#### FRAGMENTO SELECCIONADO
****************
El Fundador y sus hijos advierten que la clínica elegida por el médico no reúne las condiciones adecuadas. Así, pues, el 11 de enero trasladan a Isidoro al sanatorio de San Fernando, dirigido por el doctor Palos Iranzo, en la colonia Cruz del Rayo. Allí pasará casi cinco meses. Los miembros del Opus Dei lo acompañan y atienden de modo permanente.

En el sanatorio, Isidoro vive con extraordinaria devoción su acostumbrado plan de vida de piedad, salvo la Santa Misa: pero, después de la oración mental, lee cada mañana los textos —común y propio— de la Misa correspondiente; y recibe la Comunión, que a menudo le lleva el propio Beato Josemaría. Zorzano comenta: «Comulgo todos los días, ¡es el mayor enchufe!».

Cuida de que la habitación esté bien arreglada para cuando venga el Señor Sacramentado: ventilada y con las sillas en orden. También procura que no se utilice para otros menesteres la mesita sobre la que se coloca la píxide con el Santísimo.
****************
#### CONJUNTO DE DATOS
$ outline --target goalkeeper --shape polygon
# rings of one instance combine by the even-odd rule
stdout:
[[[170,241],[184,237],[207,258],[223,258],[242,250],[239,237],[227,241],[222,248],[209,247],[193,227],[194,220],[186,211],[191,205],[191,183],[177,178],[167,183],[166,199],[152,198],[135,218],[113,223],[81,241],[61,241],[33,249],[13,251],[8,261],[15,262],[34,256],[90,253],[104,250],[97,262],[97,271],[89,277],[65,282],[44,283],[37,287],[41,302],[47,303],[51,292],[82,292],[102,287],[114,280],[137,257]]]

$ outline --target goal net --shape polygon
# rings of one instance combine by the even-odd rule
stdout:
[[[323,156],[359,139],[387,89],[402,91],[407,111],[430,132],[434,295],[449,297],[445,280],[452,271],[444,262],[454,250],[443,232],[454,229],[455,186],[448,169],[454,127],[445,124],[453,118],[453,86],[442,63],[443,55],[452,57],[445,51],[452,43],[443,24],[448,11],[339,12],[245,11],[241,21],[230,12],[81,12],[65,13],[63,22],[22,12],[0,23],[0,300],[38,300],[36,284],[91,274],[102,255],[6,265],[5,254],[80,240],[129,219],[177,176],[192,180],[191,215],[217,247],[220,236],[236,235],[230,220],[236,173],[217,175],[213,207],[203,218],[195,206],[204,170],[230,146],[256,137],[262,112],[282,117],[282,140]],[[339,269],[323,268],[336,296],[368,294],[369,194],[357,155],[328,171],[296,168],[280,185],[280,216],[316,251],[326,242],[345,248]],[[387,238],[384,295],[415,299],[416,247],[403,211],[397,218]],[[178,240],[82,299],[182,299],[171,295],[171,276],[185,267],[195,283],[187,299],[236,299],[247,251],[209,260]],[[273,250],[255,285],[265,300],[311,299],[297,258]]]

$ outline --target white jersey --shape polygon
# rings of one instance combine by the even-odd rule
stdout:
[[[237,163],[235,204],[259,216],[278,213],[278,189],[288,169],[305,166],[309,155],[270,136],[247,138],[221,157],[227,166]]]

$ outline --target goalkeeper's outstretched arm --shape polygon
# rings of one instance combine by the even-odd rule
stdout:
****************
#### QUÉ HACER
Continúa el fragmento sobre la estancia de Isidoro Zorzano en el sanatorio a partir de su última oración.

#### RESULTADO
Para mantener la presencia de Dios, Zorzano hace que cuelguen el crucifijo en lugar visible desde su cama. Lo mira con cariño y dice: «Está muy bien, está muy bien». En el bolsillo del pijama, junto al corazón, tiene otro pequeño crucifijo, que a veces toma en la mano. También quiere tener ante los ojos a Nuestra Señora: «Oye, Luis, ponme la imagen de la Virgen de modo que siempre la vea». Hacia ella se vuelve para recitar el Angelus, a las 12 del mediodía. Y le dirige frecuentes miradas.

Con el fin de alimentar la piedad, reparte a lo largo del día sus devociones habituales. Así, reza el Rosario completo —quince misterios, en tres partes— ayudado por las visitas. Pero si nota que su acompañante está acatarrado, para que no se fatigue, lo reza él solo. También pide que, por favor, lean en voz alta algún pasaje del Evangelio y un fragmento de algún libro ascético. A veces la lectura debe interrumpirse, porque al enfermo le sobreviene un acceso violento de tos. Entre los libros que leen a Isidoro, durante los últimos meses, están laHistoria de la Sagrada Pasión, del P. La Palma; Mi Madre, de Srijvers; y Maria duce! Mi ideal, Jesús Hijo de María, de E. Neubert. Un día en que la lectura trata sobre la Santísima Virgen, no puede reprimir el comentario «¡Qué ganas tengo de verla!». También se conmueve con lecturas acerca de la vida eucarística de los primeros cristianos.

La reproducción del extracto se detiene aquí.